Warren Libensperger
September 23, 1940 - January 10, 2026
Some Recollections
I don’t recall actually meeting Warren, but it would have been in the early 1990’s when Patti Quinby was the marsh project manager for D&R Greenway Land Trust. It was she who developed marsh-related programs. Jim Amon, who was Director of the D&R Canal Commission and a member of Greenway’s Board of Trustees, came to know that there was property for sale at what we now call Bordentown Bluffs. The acreage was slated to be developed into 425 houses. There were some folks in Bordentown who were in total favor of this. Jim knew of the archaeological significance of the land. Greenway hired Patti to spearhead a marsh preservation project. She loved the marsh and was knowledgeable about things that should be done to make protection happen….she met the right people and organized programs to educate people. For the programs, she needed volunteers. Warren, retired after many years at General Motors, got involved.

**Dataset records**

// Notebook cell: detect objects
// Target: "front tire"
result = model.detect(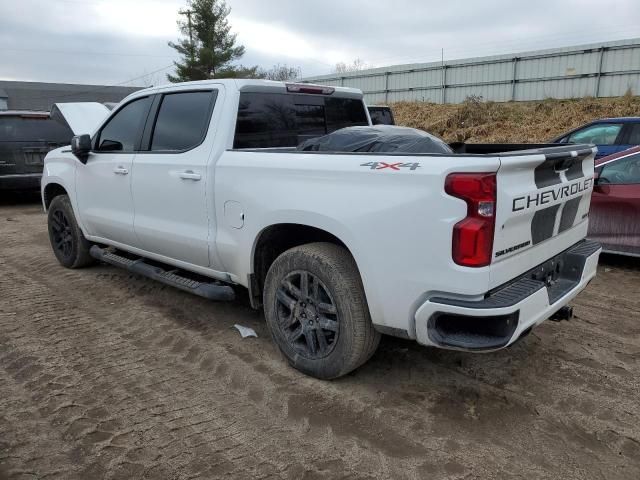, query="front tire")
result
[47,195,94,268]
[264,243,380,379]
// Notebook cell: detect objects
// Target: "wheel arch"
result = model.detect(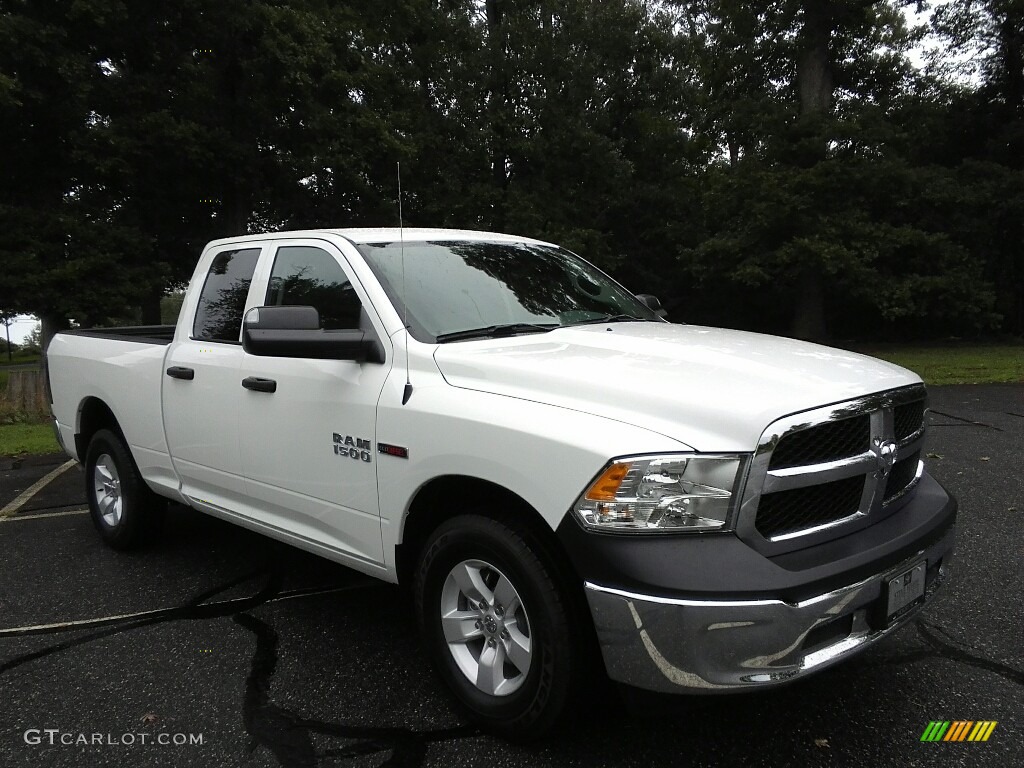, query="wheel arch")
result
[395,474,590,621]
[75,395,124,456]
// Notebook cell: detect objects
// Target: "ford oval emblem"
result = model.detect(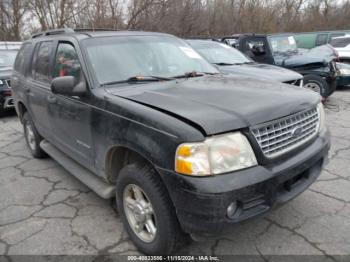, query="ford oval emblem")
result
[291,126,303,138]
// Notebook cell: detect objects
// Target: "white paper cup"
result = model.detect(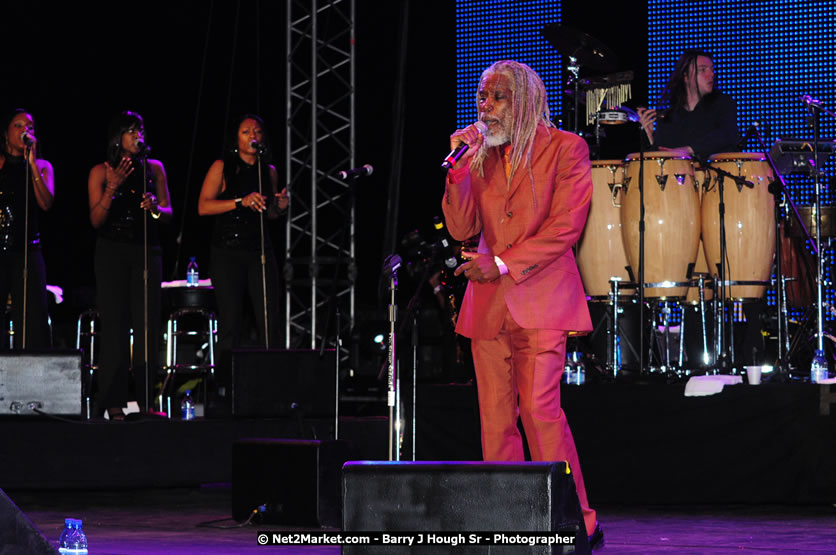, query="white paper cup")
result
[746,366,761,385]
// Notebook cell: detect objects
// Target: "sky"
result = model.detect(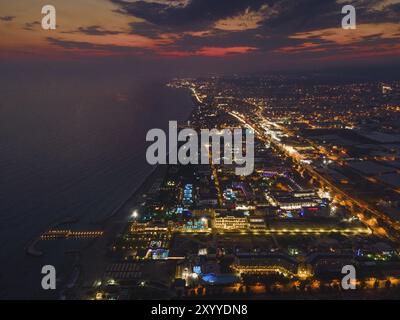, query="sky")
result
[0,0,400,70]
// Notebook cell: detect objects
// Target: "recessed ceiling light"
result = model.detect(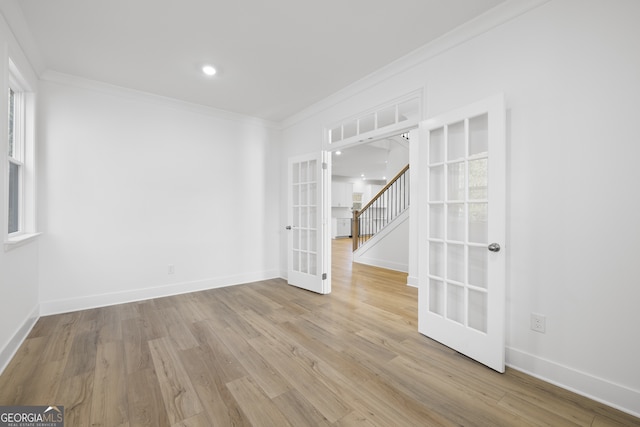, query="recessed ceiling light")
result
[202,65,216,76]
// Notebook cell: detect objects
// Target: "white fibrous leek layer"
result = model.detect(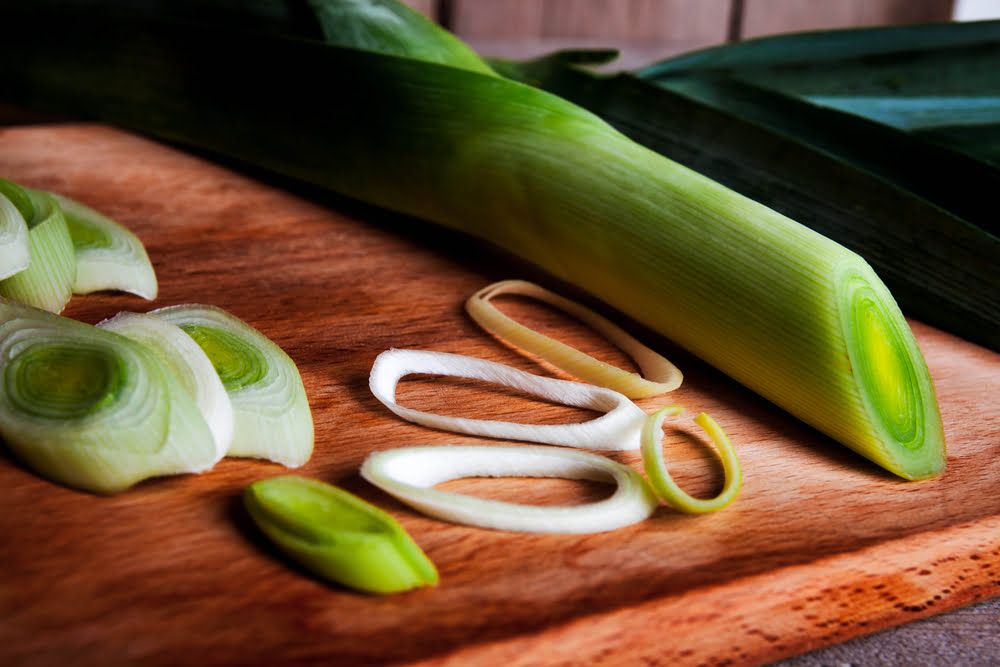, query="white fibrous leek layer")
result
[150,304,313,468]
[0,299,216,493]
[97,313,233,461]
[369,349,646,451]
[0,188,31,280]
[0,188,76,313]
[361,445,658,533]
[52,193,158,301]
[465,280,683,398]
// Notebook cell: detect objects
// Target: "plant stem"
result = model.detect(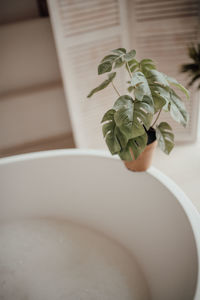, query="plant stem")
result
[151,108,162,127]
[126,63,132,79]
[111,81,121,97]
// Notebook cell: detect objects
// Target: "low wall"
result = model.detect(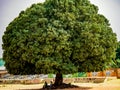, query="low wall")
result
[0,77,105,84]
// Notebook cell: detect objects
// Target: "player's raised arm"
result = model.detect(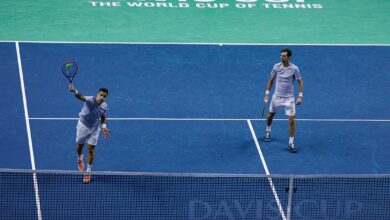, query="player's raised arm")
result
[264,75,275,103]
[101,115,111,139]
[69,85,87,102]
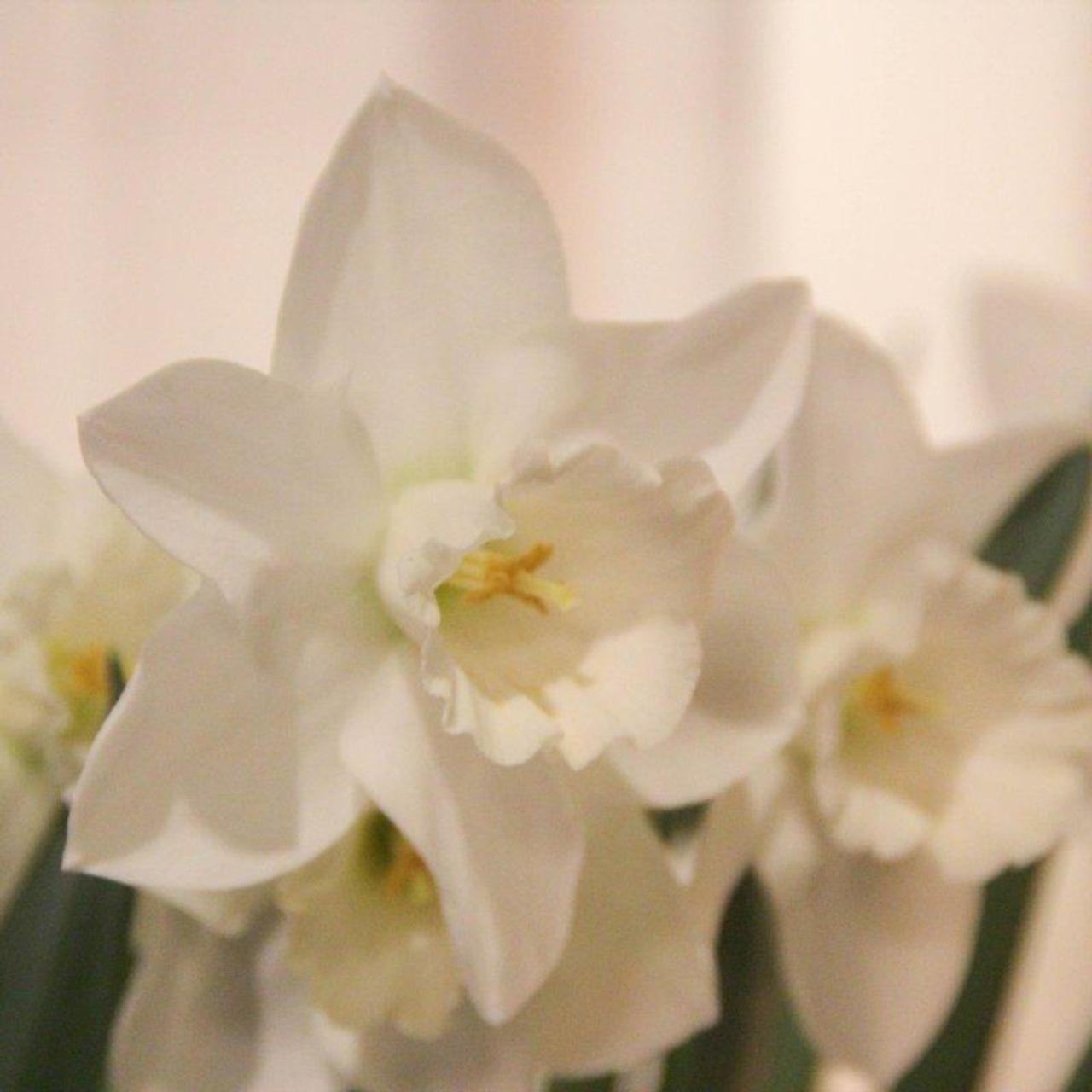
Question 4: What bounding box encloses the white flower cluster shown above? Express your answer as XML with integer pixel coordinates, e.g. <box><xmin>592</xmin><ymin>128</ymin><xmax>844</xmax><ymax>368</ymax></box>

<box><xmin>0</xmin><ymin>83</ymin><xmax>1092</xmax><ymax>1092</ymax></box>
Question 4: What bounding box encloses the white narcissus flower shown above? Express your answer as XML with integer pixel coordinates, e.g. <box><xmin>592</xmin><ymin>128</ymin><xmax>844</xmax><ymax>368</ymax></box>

**Problem set**
A) List every person named in the remembrance of Warren Libensperger.
B) Carry on the remembrance of Warren Libensperger from the point where it stops.
The records have nothing to do with these tasks.

**Task responses**
A)
Warren Libensperger
Patti Quinby
Jim Amon

B)
Warren helped with many marsh activities. He was involved in the first Marsh cleanup that removed ~ 13 tons of trash. The marsh was a place where local companies dumped stuff. That practice was stopped. Many tires were removed during another trash pick up from the D&R Canal on Duck Island. In addition, Warren knew all the culverts carrying roadway trash that emptied into the marsh. Trash pickups often focused on those places.
Warren was also available for helping lead field trips – he helped the Mohawk Canoe Club and NJ Sierra Club with trips on the water, including several Delaware River Sojourns that visited the marsh. He knew the tides, directions and about the marshlands. These trips were very important. There were many canoes allowing many people to see the area from the water while they heard about the natural and archaeological history of the Abbott Marshlands from experts. He also helped with land-based field trips, planned by the Marsh Friends, as well as other groups.
First some eclectic volunteers’ memories:
1. We had a pot luck at Divine Word Missionaries (Point Breeze)… Warren made the best baked beans I ever had , and I am not a fan of baked beans. Somewhere I have the recipe.
2. Warren and Clyde Quin made next boxes for wood ducks – some they installed along Watson’s Creek. There was one labeled for Patti Quinby, positioned where she would see it from a canoe.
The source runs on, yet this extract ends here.